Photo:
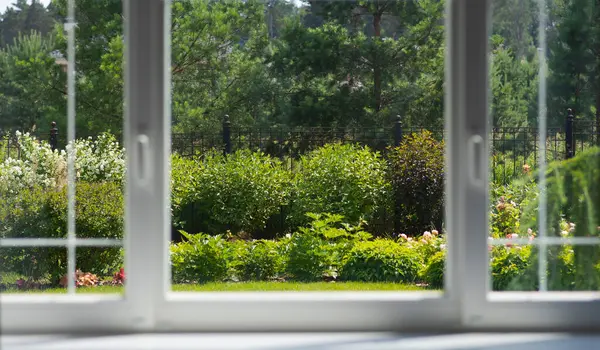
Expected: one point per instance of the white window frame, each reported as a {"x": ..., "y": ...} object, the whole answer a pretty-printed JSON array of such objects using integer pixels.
[{"x": 149, "y": 306}]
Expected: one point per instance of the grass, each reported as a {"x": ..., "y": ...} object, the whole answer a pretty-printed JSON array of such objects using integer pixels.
[{"x": 247, "y": 287}]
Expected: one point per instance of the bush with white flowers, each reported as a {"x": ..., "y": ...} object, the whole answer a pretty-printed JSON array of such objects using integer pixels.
[{"x": 95, "y": 161}]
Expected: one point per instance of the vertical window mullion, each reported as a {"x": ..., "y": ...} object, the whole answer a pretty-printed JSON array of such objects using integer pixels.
[
  {"x": 467, "y": 154},
  {"x": 147, "y": 136}
]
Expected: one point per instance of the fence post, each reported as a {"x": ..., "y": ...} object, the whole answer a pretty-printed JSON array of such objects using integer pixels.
[
  {"x": 398, "y": 131},
  {"x": 226, "y": 135},
  {"x": 570, "y": 149},
  {"x": 53, "y": 136},
  {"x": 397, "y": 200}
]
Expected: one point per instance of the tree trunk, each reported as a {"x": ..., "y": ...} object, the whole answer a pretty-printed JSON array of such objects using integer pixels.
[
  {"x": 376, "y": 64},
  {"x": 598, "y": 118}
]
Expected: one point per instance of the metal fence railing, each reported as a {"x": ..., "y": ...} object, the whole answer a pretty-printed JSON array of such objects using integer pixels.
[{"x": 511, "y": 147}]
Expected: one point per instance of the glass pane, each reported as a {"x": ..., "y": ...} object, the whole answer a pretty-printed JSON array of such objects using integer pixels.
[
  {"x": 61, "y": 95},
  {"x": 307, "y": 145},
  {"x": 33, "y": 270},
  {"x": 545, "y": 166}
]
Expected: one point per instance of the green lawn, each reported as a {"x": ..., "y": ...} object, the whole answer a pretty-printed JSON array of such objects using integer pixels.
[{"x": 250, "y": 287}]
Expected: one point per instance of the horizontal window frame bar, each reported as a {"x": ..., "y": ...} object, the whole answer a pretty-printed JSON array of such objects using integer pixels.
[
  {"x": 59, "y": 242},
  {"x": 546, "y": 241}
]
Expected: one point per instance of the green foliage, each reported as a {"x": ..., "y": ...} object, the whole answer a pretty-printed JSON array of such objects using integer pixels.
[
  {"x": 573, "y": 193},
  {"x": 262, "y": 261},
  {"x": 514, "y": 88},
  {"x": 381, "y": 260},
  {"x": 31, "y": 83},
  {"x": 42, "y": 213},
  {"x": 512, "y": 269},
  {"x": 200, "y": 258},
  {"x": 340, "y": 179},
  {"x": 417, "y": 177},
  {"x": 238, "y": 192},
  {"x": 317, "y": 250},
  {"x": 433, "y": 272},
  {"x": 183, "y": 173},
  {"x": 507, "y": 204}
]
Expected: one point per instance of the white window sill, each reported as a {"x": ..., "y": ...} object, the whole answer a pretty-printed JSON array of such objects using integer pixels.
[{"x": 325, "y": 341}]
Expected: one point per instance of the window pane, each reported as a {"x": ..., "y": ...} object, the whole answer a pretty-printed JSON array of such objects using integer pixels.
[
  {"x": 285, "y": 170},
  {"x": 33, "y": 270},
  {"x": 545, "y": 136},
  {"x": 62, "y": 95}
]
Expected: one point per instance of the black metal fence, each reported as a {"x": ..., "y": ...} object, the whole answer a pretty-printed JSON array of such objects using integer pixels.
[{"x": 511, "y": 149}]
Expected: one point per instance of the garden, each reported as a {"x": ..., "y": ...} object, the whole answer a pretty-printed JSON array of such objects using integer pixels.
[{"x": 246, "y": 221}]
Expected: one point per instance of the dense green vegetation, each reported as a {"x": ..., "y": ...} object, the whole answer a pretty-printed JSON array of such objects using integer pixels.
[{"x": 280, "y": 63}]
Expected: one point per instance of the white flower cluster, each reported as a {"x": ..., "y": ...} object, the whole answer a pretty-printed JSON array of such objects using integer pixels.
[
  {"x": 95, "y": 160},
  {"x": 99, "y": 160}
]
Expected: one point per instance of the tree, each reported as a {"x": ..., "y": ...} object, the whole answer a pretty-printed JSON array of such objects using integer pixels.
[
  {"x": 31, "y": 93},
  {"x": 514, "y": 83},
  {"x": 360, "y": 66},
  {"x": 575, "y": 60},
  {"x": 24, "y": 18},
  {"x": 517, "y": 22}
]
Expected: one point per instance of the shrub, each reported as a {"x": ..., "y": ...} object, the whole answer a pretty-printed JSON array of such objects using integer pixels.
[
  {"x": 318, "y": 250},
  {"x": 200, "y": 258},
  {"x": 184, "y": 173},
  {"x": 512, "y": 269},
  {"x": 433, "y": 273},
  {"x": 238, "y": 192},
  {"x": 262, "y": 261},
  {"x": 507, "y": 204},
  {"x": 42, "y": 213},
  {"x": 340, "y": 179},
  {"x": 381, "y": 260},
  {"x": 308, "y": 259},
  {"x": 417, "y": 177}
]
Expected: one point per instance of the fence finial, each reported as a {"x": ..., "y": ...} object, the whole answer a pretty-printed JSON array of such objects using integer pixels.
[
  {"x": 569, "y": 135},
  {"x": 398, "y": 131},
  {"x": 226, "y": 135},
  {"x": 53, "y": 136}
]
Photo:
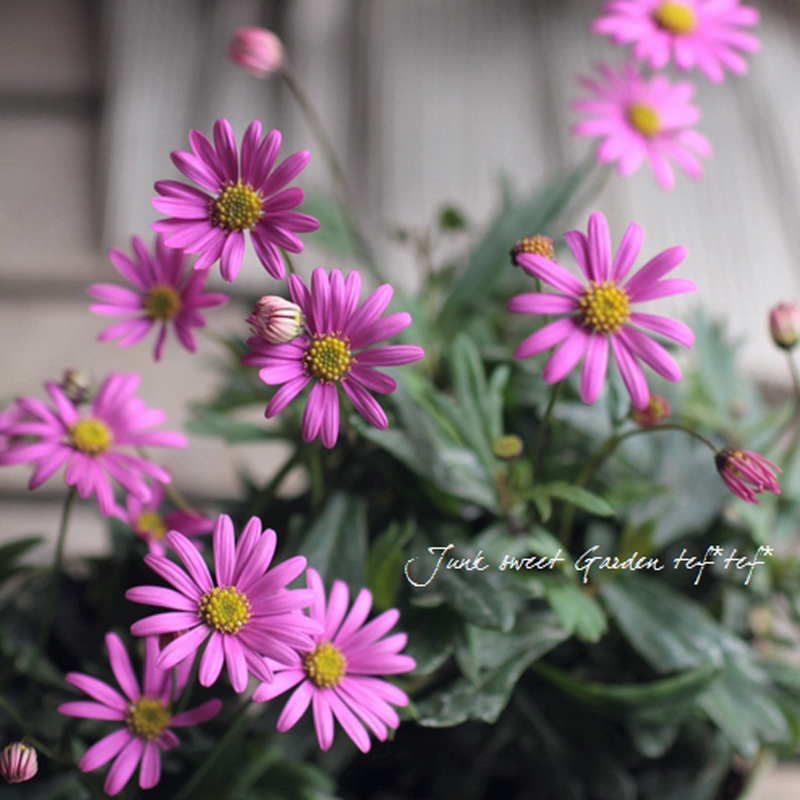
==================================================
- [EXERCISE DETAILS]: All the records need to be retyped word for word, except for the pictures.

- [SOLUTION TO THIS PROBLEM]:
Photo:
Expected: one point per instance of the white window frame, each reported as a {"x": ..., "y": ...} object, the whole answer a pretty-printed JSON array of such objects using integer pixels.
[{"x": 149, "y": 306}]
Expected: one point per instance of the grass, each reported as a {"x": ..., "y": ...} object, the whole answer a pretty-printed JSON array of such objects using integer pixels.
[{"x": 247, "y": 287}]
Expected: one point per instance of the bush with white flowers, each reported as a {"x": ..., "y": ...} object, the whole answer a pretty-printed JSON array of such objects using integer pixels.
[{"x": 95, "y": 161}]
Expected: one point per instance of the vertical window mullion, each reported as a {"x": ..., "y": ...} object, the whole answer a pretty-printed JSON array of such objects using integer pixels.
[
  {"x": 467, "y": 154},
  {"x": 147, "y": 136}
]
Expected: one point per instance of the fence post, each reported as a {"x": ..., "y": ...} object, the whole answer a pretty-printed JSON array of such objects using integer pixels.
[
  {"x": 398, "y": 131},
  {"x": 226, "y": 135},
  {"x": 570, "y": 149},
  {"x": 53, "y": 136},
  {"x": 397, "y": 200}
]
Expected: one point per instance of the tree trunk, each reported as a {"x": ..., "y": ...} object, the whole answer a pretty-printed JSON array of such objects using integer pixels.
[
  {"x": 376, "y": 64},
  {"x": 598, "y": 118}
]
Expected: one point per instance of the metal fence railing, each reported as a {"x": ..., "y": ...} object, the whole answer a pretty-printed JSON array of such objects using integer pixels.
[{"x": 511, "y": 147}]
Expected: one point per instance of the glass pane, each reported as a {"x": ..., "y": ...} object, the whole answer a pretty-printed JSON array of such objects using integer pixels.
[
  {"x": 61, "y": 95},
  {"x": 307, "y": 145},
  {"x": 33, "y": 270},
  {"x": 545, "y": 166}
]
Expected: one point per instance of the green lawn, each reported as a {"x": ..., "y": ...} object, the whole answer a pretty-printed JSON array of such objects using integer pixels.
[{"x": 250, "y": 287}]
Expected: one point per instance of the horizontal window frame bar, each reported as a {"x": ..., "y": ...} object, the whole answer a pretty-printed JSON array of such objects using integer pixels.
[
  {"x": 59, "y": 242},
  {"x": 546, "y": 241}
]
Expected: one point per instance of the green foliage, each reported as a {"x": ..., "y": ...} object, the whole answer a pretty-printed JSON array of such objects using integer pixels.
[
  {"x": 573, "y": 193},
  {"x": 262, "y": 261},
  {"x": 514, "y": 88},
  {"x": 381, "y": 260},
  {"x": 31, "y": 83},
  {"x": 42, "y": 213},
  {"x": 512, "y": 269},
  {"x": 200, "y": 258},
  {"x": 340, "y": 179},
  {"x": 417, "y": 177},
  {"x": 238, "y": 192},
  {"x": 317, "y": 250},
  {"x": 433, "y": 272},
  {"x": 183, "y": 173},
  {"x": 507, "y": 204}
]
Expected: one point per instance of the white window sill, each reported as a {"x": ..., "y": ...} object, the whole answer a pretty-printed JSON array of such objects using integer pixels.
[{"x": 325, "y": 341}]
Expected: one point per instance of the window pane, each reported as a {"x": ..., "y": ...} object, the whole answer a pretty-printed JSON array of such objects using integer pixels.
[
  {"x": 285, "y": 170},
  {"x": 33, "y": 270},
  {"x": 545, "y": 136},
  {"x": 62, "y": 95}
]
Expected: one point per instance of the black metal fence, each reported as a {"x": ..., "y": ...} object, the whole answer a pretty-printed JSON array of such objects using integer pixels.
[{"x": 511, "y": 149}]
Expected: one point per instance of the garden, each reported as a {"x": ..., "y": ...} object, the whole answer a pretty-printed JSON array of such objects using integer pixels.
[{"x": 246, "y": 221}]
Expected: one point per instance of the dense green vegetation, each reported as a {"x": ..., "y": ...} object, the whole answer a pretty-printed JSON array of such objects using integer pixels.
[{"x": 280, "y": 63}]
Expected: one point per instance of the white flower cluster, each reported as a {"x": ..., "y": ...} object, the whole answer a pretty-printed JSON array of such objects using integer pixels.
[
  {"x": 95, "y": 160},
  {"x": 99, "y": 160}
]
Expected: one point per instance of the tree, each reported as a {"x": ..., "y": ...} object, the whole answer a pretty-printed JSON array of such objects using integer pixels.
[
  {"x": 31, "y": 93},
  {"x": 514, "y": 83},
  {"x": 360, "y": 66},
  {"x": 575, "y": 60},
  {"x": 24, "y": 18},
  {"x": 517, "y": 22}
]
Expected: one point per instance of the shrub, each reported as a {"x": ..., "y": ...} object, the whole answer a pretty-printed JSON array of such objects using integer pixels.
[
  {"x": 318, "y": 250},
  {"x": 200, "y": 258},
  {"x": 184, "y": 173},
  {"x": 512, "y": 269},
  {"x": 433, "y": 273},
  {"x": 238, "y": 192},
  {"x": 262, "y": 261},
  {"x": 507, "y": 204},
  {"x": 42, "y": 213},
  {"x": 340, "y": 179},
  {"x": 381, "y": 260},
  {"x": 308, "y": 259},
  {"x": 417, "y": 177}
]
Expected: one point per instance of the fence finial, each reported as a {"x": ..., "y": ...} object, the whole answer a pretty-printed JSON array of such objects using integer pixels.
[
  {"x": 569, "y": 135},
  {"x": 398, "y": 131},
  {"x": 226, "y": 135},
  {"x": 53, "y": 136}
]
Photo:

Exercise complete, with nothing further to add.